--- Start PASSAGE GIVEN ---

Monday, August 17, 2009

Day 1, Meeting 1: The tingling lets you know it's working

Looks like someone has a case of the Mondays.

Ooo boy, it's late. Feels a bit too late to write this actually. Need to get a jump on it a bit earlier tomorrow. Still figuring out this blog thing. I'm beat and worried that what I write will seem forced. So here goes...

Stopped by a good friends house that I hadn't seen in a while on my way home from my first meeting of my "90 in 90". These are friends that still drink and that I've drifted from a bit over the last months. It was nice to laugh with them and drink water;) I totally thanked them for that. The response was that there was no booze in the house, which was pretty funny and good timing on my part. Their roommates had just gotten back from Vegas and my friends told me they had been up for two days straight which made me a little nervous to be there but it turned out they were fine and sweet and made us dinner.

Today was easy to get to a meeting because I have a commitment there, I'm the coffeemaker. I go to this meeting after work on Mondays. The concept of having commitments totally works, by the way, especially on a Monday, because I so did not want to go to a meeting today but had to because I committed to making the coffee each week. This is my 3rd week having the commitment. And the second week in a row that I didn't want to be there. What's with that? I have to buy the supplies: cream, spoons, etc, and make sure the coffee is made and clean up afterward. I show up at the meeting early because I feel bad if coffee isn't made for first people that show up. There are some homeless guys too and some not-so-homeless guys and I work at a food bank and have worked in restaurants and bars most of my working life and like to cater well to everyone. It's pretty easy except today there were a ton of fruit flies swarming the back sink. It was really gross and totally irritating. For some reason, there are flies everywhere right now at this time of year, at my work, in most places you go to eat. They tend to gather right in the entry way, flying around just inside from the door of most places that keep their doors open. You get used to walking through them but these were here resting on the sink so when I came over they all flew up. The sink only has cold water, 3 smelly sponges and no hand soap or paper towels or cleaning products. No wonder it's a fruit fly nesting ground. Today was just a bit too much. I didn't even want to sit back there. While being the coffeemaker gets me to the meeting, it's a little isolating as my back is to everyone before and after the meeting making coffee or cleaning up. I have to get up in the middle of the meeting to make more coffee which seems a bit distracting and interrupts my listening to the speaker. So much for fellowship. Since I got this commitment, it's allowed me to actually not want to go to the meetings but still go and not like it. I don't have to like it, people say, which at first I was like, of course I like it, I've been white-knuckling this alone for the past year and change but soon that's shifted as the program actually starts to work and I start to get uncomfortable. And don't "they" say, the tingling lets you know it's working?

This meeting has been challenging for me to attend (the second time I ever went, a homeless guy faced me and muttered, "Fucking bitches, fucking bitches" over and over in my ear the whole meeting. It was kind of my worst nightmare and the whole reason I didn't want to go to meetings in San Francisco, in a city, period), but it's convenient and just over the hill from my work so I don't have any wiggle room of going home before going or being too far to make the distance. So I go.

--- End PASSAGE GIVEN ---
--- Start DATA LISTING ---

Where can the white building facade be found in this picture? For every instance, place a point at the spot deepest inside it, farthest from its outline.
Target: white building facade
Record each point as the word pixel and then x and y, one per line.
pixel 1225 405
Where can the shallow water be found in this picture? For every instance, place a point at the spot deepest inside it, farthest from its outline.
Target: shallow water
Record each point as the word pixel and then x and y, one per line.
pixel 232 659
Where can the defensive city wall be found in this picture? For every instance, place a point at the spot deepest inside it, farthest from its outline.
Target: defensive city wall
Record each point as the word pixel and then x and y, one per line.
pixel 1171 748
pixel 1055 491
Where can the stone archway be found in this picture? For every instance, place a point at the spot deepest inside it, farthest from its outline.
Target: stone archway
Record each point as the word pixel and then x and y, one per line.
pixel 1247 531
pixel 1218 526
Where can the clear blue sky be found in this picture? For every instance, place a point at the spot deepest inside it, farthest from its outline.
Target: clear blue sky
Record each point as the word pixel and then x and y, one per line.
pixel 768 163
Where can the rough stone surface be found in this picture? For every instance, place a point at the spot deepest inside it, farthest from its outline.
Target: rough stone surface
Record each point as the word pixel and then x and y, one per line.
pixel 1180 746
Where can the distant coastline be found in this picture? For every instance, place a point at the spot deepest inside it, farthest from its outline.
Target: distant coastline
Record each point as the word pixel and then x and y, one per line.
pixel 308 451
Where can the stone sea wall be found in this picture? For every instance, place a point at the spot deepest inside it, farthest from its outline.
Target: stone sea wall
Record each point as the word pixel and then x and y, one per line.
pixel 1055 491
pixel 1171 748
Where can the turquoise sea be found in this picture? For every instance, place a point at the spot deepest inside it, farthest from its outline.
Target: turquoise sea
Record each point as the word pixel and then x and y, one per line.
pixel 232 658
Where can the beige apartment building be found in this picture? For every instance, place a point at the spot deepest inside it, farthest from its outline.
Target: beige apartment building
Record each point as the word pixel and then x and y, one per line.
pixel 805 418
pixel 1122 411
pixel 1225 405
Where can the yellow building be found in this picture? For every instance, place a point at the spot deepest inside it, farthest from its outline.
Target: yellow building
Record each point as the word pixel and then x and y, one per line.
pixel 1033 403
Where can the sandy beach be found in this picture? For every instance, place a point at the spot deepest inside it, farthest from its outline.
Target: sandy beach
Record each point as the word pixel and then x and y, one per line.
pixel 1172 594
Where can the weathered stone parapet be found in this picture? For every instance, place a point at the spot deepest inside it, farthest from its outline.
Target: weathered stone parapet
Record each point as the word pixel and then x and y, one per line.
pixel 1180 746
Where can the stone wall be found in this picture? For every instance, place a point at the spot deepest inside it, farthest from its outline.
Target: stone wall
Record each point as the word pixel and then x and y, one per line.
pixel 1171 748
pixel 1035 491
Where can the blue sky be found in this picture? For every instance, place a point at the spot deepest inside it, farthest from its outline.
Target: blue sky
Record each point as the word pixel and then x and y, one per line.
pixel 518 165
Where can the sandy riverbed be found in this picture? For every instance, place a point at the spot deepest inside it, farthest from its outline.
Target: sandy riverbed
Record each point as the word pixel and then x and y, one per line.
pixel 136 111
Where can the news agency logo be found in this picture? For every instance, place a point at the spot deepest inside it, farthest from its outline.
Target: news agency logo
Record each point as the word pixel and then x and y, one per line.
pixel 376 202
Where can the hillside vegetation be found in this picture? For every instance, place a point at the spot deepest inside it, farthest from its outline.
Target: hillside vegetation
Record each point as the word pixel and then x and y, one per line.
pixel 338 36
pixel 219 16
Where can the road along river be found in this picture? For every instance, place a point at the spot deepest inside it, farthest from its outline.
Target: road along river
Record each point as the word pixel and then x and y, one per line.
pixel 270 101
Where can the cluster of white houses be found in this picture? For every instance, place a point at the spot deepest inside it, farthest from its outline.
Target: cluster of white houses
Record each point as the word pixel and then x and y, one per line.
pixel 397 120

--- End DATA LISTING ---

■ **WORK INSTRUCTIONS**:
[a] In the blog entry, transcribe the passage starting with "Ooo boy, it's" and going on through "So here goes...".
[b] Render this sentence from the blog entry in Spanish: "I go to this meeting after work on Mondays."
[c] Write what comes next in the blog entry about the first of the "90 in 90" meetings, picking up after its final sentence.

■ **TASK RESPONSES**:
[a]
Ooo boy, it's late. Feels a bit too late to write this actually. Need to get a jump on it a bit earlier tomorrow. Still figuring out this blog thing. I'm beat and worried that what I write will seem forced. So here goes...

[b] Voy a esta reunión los lunes después del trabajo.

[c]
I felt like such a sad-sack though today and did last week too come to think of it. And looking around, I wasn't the only one. Usually, this is a seasoned spirited crowd but even the old reliables were struggling today. So many people had their heads in their hands. The speaker was decent. Had gotten in the program through the marijuana version. Today I decided not to share. My sponsor had recommended I listen more, read the book. Though three-quarters of the way through, I changed my mind but didn't get called on. The speaker had said something about mediocrity. Right before I became sober, I used to proclaim that I was content with my own mediocrity. I just couldn't understand why no one else was. I wanted so much to be a happy alcoholic like so many of my friends seemed. I wanted to be blissfully ignorant of my own potential, abilities and privilege. It was so hard being me! It's amazing how my alcoholism put me on a pedestal. Or was being on a pedestal what made me an alcoholic? I'm find many chicken or the egg comparisons. (I think I have to wrap this up, I'm feeling a bit delerious).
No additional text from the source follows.